* _SHORT TASK_: Retype the records below exactly as they appear, but leave out any pictures.

══════════════════════════════

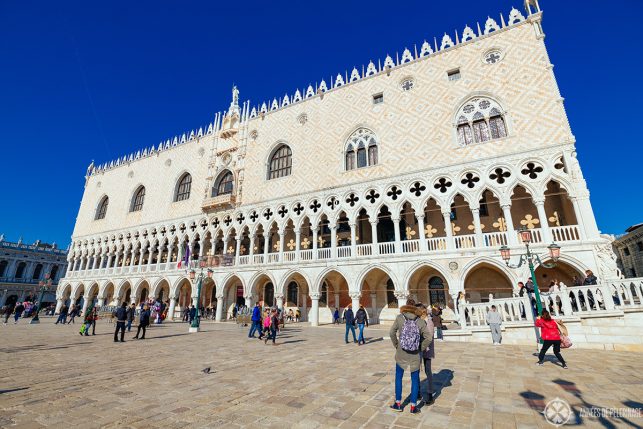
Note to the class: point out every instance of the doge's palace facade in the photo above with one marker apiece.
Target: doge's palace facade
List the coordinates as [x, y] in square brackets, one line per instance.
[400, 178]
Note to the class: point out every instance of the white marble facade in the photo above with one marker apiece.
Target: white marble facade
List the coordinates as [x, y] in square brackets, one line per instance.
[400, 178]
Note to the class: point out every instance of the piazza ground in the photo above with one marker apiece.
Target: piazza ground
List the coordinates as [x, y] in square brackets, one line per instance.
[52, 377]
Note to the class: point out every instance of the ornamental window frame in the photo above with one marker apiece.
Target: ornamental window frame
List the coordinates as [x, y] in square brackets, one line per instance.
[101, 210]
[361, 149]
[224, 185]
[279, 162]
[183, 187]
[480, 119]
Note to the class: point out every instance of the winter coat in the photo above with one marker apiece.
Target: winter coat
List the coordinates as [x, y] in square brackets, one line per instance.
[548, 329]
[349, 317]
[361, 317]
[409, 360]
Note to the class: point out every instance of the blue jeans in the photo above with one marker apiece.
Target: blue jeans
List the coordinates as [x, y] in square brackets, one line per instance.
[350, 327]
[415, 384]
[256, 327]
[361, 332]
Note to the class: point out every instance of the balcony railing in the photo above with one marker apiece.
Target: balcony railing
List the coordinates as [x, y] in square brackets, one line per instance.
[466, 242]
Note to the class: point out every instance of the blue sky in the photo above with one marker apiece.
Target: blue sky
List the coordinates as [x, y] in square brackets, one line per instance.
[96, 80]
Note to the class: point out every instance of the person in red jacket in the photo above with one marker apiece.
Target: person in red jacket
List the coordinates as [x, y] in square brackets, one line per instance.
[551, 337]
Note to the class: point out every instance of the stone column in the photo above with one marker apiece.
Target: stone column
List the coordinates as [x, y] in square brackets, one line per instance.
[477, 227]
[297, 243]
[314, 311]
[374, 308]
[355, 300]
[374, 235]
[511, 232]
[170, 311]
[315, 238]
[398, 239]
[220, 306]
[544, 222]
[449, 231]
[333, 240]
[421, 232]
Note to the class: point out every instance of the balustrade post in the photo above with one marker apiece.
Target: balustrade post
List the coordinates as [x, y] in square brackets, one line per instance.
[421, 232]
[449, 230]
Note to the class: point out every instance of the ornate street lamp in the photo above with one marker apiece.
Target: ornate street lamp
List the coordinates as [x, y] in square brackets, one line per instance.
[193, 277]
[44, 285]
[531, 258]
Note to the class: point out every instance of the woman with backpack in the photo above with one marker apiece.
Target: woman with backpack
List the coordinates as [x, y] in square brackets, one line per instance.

══════════════════════════════

* _RESPONSE FOR THIS EXERCISE_:
Note to the class: point out every instance of the doge's palace facade in the photo above with one marker apiece.
Target: doge's palace facade
List the coordinates as [x, y] in square brackets, one line per instance.
[400, 178]
Note to the class: point out every instance of the white marble facade in the photo above with one marker apiece.
Target: white marble facade
List the coordinates as [x, y] in square brackets, one line per instance.
[400, 178]
Note to the class: point out every instance of the piazza ground in the photo above with one marker apiece.
Target: piazza ground
List the coordinates as [x, y] in square brackets, one line per instance.
[52, 377]
Note to the class: point out every instance of the ornamental window frame in the photo above with one marker apiece.
Target: ornamental window frame
List the coordinates as [x, y] in square brackets, one line per instance.
[101, 210]
[361, 149]
[224, 185]
[279, 162]
[183, 187]
[480, 119]
Note to the class: point out every instance of the winter coat in the photo above with one marker apiece.
Target: winter coat
List the coordinates as [x, y] in square brackets, one line per instance.
[548, 329]
[349, 317]
[361, 317]
[409, 360]
Note to the class: point out every instance of the blue jeans in the photo above with one marker apiece.
Target: blue jeans
List the coordinates as [x, y] in square brackets, one line per instance.
[350, 327]
[415, 384]
[256, 327]
[361, 332]
Note to the class: point out every instance of the balcony railing in the photo above with one marker apiece.
Target: balcony railing
List the coordinates as [x, y] in square brackets, one line per instance.
[466, 242]
Note to the class: point out every instance of the blue sky in the photo above with one marker apiece.
Target: blue sky
List the coordinates as [x, y] in square brackets, one line per instance.
[96, 80]
Note to the class: point out every instance of the person in red jacket in the photo above with one marker apiece.
Target: person in red jacket
List the coordinates as [x, y] in square brackets, one line per instance.
[551, 337]
Note to the class: point out every instance of the stone column in the photo above with one marker apiece.
Target: stone column
List the coordinates as [x, y] in square brackets, one line per instance.
[477, 227]
[297, 243]
[314, 311]
[374, 308]
[355, 300]
[374, 235]
[511, 232]
[170, 311]
[315, 238]
[398, 239]
[220, 306]
[544, 222]
[449, 231]
[333, 240]
[421, 232]
Note to the class: point out every instance of the balustrade post in the photo above with one marker apiece.
Target: balustrade post
List the coordinates as [x, y] in square brackets, one line per instance.
[421, 232]
[449, 230]
Note to the class: point out every instance of the ornate street lamp in the photo above with one marker apiece.
Target: ornate street lamp
List the coordinates as [x, y] in square brackets, one line per instance.
[193, 277]
[44, 285]
[531, 258]
Note to the class: point out every instance of the woman with backpack in the photo above with one marker apiece.
Target: woman with backpack
List the coordinates as [x, y] in square brackets, one line per instance.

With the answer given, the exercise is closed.